• STATED EXERCISE:
Rewrite all the rows below, swapping every "integer pixels" for "whole-number pixel values" and leaving everything else unchanged.

Stored items
· · ·
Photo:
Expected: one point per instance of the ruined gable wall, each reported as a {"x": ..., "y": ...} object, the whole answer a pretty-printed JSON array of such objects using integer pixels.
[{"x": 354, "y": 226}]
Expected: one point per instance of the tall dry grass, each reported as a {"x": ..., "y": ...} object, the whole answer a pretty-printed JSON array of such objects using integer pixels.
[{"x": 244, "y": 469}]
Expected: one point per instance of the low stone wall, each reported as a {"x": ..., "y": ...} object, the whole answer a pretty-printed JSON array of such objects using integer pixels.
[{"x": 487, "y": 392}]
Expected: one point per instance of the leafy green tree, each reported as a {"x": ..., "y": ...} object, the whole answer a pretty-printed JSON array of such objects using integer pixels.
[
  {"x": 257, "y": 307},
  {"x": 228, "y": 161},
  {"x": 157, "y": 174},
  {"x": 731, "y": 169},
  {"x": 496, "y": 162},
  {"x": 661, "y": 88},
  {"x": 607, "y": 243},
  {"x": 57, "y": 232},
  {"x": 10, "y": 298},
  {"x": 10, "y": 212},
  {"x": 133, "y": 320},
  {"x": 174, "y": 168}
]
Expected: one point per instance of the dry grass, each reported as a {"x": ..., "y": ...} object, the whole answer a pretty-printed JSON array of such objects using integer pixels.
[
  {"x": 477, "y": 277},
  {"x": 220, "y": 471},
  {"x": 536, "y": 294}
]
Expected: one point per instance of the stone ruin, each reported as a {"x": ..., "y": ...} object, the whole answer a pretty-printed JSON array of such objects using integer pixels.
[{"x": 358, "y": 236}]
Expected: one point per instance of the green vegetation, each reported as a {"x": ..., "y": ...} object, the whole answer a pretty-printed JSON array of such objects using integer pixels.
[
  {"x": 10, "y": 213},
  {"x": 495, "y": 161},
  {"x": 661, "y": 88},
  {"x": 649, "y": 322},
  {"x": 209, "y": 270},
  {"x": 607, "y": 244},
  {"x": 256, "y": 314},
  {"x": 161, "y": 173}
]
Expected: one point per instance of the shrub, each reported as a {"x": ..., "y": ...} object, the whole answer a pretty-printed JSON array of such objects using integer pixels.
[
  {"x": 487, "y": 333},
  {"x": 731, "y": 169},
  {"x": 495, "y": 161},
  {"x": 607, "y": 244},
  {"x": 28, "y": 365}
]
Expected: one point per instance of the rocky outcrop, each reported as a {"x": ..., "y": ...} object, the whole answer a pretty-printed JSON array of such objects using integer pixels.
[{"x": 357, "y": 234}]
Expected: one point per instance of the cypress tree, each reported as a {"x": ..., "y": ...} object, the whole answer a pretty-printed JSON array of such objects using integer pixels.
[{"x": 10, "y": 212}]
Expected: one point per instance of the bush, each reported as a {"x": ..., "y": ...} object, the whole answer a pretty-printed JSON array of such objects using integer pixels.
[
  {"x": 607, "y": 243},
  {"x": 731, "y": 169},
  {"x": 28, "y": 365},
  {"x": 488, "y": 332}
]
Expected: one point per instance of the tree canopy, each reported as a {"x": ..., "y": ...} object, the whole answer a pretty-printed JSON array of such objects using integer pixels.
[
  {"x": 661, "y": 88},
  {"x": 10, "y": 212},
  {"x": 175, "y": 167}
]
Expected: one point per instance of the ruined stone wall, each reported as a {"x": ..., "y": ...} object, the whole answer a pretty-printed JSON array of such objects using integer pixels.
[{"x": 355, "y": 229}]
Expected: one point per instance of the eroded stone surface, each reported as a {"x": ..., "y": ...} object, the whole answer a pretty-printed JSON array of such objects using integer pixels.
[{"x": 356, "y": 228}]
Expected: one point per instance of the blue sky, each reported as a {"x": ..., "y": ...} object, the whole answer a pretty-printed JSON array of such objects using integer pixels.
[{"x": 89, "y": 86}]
· · ·
• OUTPUT BELOW:
Photo:
Expected: one point per instance of the ruined gable wall, each reported as a {"x": ..., "y": ...} object, the whole answer a pretty-printed JSON array of such objects using whole-number pixel values.
[{"x": 354, "y": 226}]
Expected: one point per instance of the tall dry grass, each reported as a {"x": ..., "y": ...} object, the whole answer a pretty-printed JSON array of such objects using whole-number pixel values.
[{"x": 244, "y": 469}]
Expected: one point per instance of the low stone wall, each reported as a {"x": ..., "y": ...} object, the whole answer a pretty-printed JSON array of such objects using whole-number pixel values.
[{"x": 487, "y": 392}]
Expected: one point per instance of the leafy green tree, each reported as a {"x": ..., "y": ...} object, the whole answer a pretty-printed JSON array of such objects using whole-number pixel values.
[
  {"x": 257, "y": 307},
  {"x": 228, "y": 161},
  {"x": 157, "y": 174},
  {"x": 731, "y": 169},
  {"x": 496, "y": 162},
  {"x": 661, "y": 88},
  {"x": 607, "y": 243},
  {"x": 57, "y": 232},
  {"x": 10, "y": 298},
  {"x": 10, "y": 212},
  {"x": 133, "y": 320},
  {"x": 174, "y": 168}
]
Expected: one point per instance of the dry grass, each reported as a {"x": ..., "y": ...} object, the whole answer a pretty-printed JSON array of such objects using whole-number pixel values.
[
  {"x": 477, "y": 277},
  {"x": 220, "y": 471},
  {"x": 536, "y": 294}
]
Expected: one point per instance of the stone ruin, each reported as a {"x": ..., "y": ...} object, the whole answer a pretty-printed JSON array of such objects using whole-number pixel values.
[{"x": 358, "y": 236}]
Expected: one point per instance of the green vegetation, each reported as a {"x": ..., "y": ...} object, the whole answer a pretty-printed JSON array of such objects using whole-number pixel values.
[
  {"x": 10, "y": 213},
  {"x": 495, "y": 161},
  {"x": 661, "y": 88},
  {"x": 649, "y": 322},
  {"x": 209, "y": 270},
  {"x": 607, "y": 244},
  {"x": 256, "y": 314},
  {"x": 161, "y": 173}
]
Expected: one point per instance of the shrub, each reported as a {"x": ..., "y": ...} object, the whole answer a pretty-printed JSON array of such objects using whole-number pixel values.
[
  {"x": 487, "y": 333},
  {"x": 731, "y": 169},
  {"x": 495, "y": 161},
  {"x": 607, "y": 244},
  {"x": 28, "y": 365}
]
Expected: one point per instance of the rocky outcrop, each reported as a {"x": ..., "y": ...} object, the whole answer a pretty-printed JSON array of such objects using whole-number pixel values.
[{"x": 357, "y": 234}]
Expected: one point per instance of the cypress tree, each reported as a {"x": ..., "y": ...} object, the whole answer a pretty-printed JSON array of such objects using whole-number pixel values.
[{"x": 10, "y": 212}]
Expected: one point per instance of the bush, each reported as a {"x": ..., "y": ...} object, the whole answer a pretty-printed JSON array of such objects using whole-number pixel values.
[
  {"x": 607, "y": 243},
  {"x": 731, "y": 169},
  {"x": 28, "y": 365},
  {"x": 488, "y": 332}
]
Expected: one point per instance of the tree canopy, each reported as a {"x": ..., "y": ...} object, the whole answer a pretty-printed JSON array of such objects using whole-number pixel values.
[
  {"x": 661, "y": 88},
  {"x": 10, "y": 212},
  {"x": 175, "y": 167}
]
Expected: one point per instance of the ruined stone wall, each reported as a {"x": ..., "y": ...} object, the whole answer a pretty-printed JSON array of such objects using whole-number pixel values.
[{"x": 355, "y": 229}]
Expected: one point per instance of the eroded stone surface, each reported as a {"x": ..., "y": ...} object, the whole answer a pretty-printed JSON array of such objects using whole-number pixel values.
[{"x": 356, "y": 228}]
Expected: one point per instance of the blue sky, each reported as a {"x": ..., "y": ...} object, the whole answer a pretty-printed JSON array of such objects using whole-number pixel values.
[{"x": 89, "y": 86}]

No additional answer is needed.